START PROVIDED ENTRIES

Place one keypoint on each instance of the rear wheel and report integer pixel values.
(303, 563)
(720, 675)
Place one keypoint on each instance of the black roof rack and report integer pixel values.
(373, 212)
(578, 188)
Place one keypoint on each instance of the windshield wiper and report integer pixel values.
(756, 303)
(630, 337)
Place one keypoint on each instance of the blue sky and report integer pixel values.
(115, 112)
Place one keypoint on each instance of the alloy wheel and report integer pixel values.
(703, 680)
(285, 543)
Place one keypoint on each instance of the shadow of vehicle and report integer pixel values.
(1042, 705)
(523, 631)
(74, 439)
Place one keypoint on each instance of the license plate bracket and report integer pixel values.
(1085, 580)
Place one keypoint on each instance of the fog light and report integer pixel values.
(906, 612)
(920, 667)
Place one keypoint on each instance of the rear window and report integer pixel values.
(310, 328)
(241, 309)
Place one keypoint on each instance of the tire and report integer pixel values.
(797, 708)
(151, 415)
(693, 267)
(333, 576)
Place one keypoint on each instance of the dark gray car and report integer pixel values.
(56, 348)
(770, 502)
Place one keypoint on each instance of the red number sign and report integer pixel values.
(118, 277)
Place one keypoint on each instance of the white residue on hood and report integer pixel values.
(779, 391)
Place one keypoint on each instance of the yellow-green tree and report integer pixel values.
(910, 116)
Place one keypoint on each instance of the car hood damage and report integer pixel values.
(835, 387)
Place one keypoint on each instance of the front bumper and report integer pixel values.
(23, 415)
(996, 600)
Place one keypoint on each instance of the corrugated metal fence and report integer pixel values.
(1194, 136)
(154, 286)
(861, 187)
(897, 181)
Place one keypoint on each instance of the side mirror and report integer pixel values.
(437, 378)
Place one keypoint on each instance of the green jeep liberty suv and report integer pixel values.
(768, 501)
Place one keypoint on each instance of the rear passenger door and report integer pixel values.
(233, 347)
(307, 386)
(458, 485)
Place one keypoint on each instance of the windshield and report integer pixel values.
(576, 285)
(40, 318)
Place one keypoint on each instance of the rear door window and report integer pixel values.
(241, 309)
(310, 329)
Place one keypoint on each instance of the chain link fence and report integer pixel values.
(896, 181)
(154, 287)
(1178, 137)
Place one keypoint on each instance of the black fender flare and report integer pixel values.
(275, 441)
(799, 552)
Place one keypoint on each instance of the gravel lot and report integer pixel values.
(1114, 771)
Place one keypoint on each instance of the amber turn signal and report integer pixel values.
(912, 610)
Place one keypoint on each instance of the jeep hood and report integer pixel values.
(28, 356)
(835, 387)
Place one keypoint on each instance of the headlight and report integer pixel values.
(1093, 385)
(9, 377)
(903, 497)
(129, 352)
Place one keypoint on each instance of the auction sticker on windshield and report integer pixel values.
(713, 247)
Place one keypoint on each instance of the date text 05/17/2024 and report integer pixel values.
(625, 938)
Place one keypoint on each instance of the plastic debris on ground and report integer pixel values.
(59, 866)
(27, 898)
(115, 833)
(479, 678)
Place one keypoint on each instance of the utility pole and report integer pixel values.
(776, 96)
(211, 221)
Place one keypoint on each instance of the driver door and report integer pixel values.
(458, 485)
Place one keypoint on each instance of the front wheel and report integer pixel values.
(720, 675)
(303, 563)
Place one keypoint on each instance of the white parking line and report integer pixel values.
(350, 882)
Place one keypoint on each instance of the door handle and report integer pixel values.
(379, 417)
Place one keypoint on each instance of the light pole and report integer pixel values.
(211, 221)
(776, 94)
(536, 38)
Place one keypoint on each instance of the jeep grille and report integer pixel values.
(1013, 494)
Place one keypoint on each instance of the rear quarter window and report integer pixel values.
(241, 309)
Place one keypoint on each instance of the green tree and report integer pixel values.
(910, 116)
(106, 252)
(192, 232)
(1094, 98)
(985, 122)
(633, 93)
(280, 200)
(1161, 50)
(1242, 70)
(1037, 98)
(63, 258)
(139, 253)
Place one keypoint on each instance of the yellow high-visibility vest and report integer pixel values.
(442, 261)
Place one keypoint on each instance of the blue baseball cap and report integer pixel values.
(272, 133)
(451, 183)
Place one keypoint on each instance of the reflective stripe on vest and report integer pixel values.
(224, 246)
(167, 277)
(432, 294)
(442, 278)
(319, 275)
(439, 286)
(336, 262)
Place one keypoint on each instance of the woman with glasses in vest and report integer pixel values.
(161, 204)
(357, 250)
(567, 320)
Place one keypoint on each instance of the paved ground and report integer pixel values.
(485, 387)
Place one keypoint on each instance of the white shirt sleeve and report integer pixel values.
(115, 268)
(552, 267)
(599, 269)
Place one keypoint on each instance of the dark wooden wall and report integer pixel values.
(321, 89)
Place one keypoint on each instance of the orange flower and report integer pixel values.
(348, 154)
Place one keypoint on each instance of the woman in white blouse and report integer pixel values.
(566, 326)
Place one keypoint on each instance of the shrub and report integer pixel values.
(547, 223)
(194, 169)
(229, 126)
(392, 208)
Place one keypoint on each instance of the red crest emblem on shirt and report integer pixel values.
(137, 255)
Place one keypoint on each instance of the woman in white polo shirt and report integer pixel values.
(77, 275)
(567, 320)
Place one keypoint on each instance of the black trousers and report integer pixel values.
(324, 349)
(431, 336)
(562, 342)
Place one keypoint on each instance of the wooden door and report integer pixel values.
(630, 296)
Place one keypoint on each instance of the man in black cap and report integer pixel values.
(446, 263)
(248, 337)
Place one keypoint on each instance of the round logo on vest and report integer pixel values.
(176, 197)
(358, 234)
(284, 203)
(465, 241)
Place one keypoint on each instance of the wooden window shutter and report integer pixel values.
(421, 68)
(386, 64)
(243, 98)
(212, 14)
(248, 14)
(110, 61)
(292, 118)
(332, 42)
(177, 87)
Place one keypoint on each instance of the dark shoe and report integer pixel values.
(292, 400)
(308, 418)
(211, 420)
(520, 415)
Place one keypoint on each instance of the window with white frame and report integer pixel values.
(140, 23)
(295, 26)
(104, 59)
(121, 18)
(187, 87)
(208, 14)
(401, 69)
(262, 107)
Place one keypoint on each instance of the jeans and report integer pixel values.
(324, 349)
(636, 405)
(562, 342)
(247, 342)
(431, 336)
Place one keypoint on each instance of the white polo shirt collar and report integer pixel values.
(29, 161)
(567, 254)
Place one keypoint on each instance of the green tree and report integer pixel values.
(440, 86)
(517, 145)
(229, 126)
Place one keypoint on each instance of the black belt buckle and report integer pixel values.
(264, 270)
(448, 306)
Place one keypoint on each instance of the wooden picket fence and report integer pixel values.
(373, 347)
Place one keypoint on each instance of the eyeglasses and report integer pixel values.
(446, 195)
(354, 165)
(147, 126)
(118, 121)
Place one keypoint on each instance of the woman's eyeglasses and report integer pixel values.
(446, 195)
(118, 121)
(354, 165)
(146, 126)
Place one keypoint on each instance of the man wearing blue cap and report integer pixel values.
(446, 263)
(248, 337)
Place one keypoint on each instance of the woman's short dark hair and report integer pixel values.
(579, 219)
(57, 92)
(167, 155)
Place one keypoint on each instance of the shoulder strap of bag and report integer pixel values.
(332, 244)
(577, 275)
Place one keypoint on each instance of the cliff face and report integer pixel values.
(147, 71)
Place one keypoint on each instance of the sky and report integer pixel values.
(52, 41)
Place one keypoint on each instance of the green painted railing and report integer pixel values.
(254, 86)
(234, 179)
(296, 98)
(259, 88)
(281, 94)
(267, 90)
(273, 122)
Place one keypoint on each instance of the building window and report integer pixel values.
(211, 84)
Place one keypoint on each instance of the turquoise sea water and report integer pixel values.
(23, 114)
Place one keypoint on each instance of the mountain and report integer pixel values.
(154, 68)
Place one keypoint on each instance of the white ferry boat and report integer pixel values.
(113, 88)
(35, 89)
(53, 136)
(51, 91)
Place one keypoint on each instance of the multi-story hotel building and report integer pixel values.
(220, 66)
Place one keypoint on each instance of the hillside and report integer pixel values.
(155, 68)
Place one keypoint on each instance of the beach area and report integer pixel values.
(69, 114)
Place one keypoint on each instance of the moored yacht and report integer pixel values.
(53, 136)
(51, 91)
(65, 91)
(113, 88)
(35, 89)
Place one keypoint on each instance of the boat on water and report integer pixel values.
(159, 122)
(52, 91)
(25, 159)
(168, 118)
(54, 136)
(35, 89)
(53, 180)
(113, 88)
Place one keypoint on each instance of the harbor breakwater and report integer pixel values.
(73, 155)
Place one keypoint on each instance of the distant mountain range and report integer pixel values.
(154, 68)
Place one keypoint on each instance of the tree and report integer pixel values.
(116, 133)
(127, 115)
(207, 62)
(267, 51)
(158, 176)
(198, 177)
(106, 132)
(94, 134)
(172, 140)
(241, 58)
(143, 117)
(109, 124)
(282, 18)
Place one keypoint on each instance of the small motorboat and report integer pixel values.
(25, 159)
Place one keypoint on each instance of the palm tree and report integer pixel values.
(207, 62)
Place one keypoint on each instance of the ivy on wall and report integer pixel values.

END PROVIDED ENTRIES

Copying should begin at the line containing "Place one keypoint on each instance of the distant" and end at the last line of the material, with every line in between reproduced exactly.

Place one keypoint on each instance of the distant mountain range and report integer pixel values.
(154, 68)
Place one keypoint on each instance of the tree and report integer pixel values.
(116, 133)
(127, 115)
(207, 62)
(267, 51)
(158, 176)
(198, 177)
(106, 132)
(94, 134)
(172, 140)
(241, 58)
(143, 117)
(109, 124)
(282, 18)
Place one keypoint on each instance of the small motorboat and report integer pixel values.
(25, 159)
Place one keypoint on each instance of the palm tree and report integer pixel values.
(207, 62)
Place one keypoint on each instance of the ivy on wall and report integer pixel values.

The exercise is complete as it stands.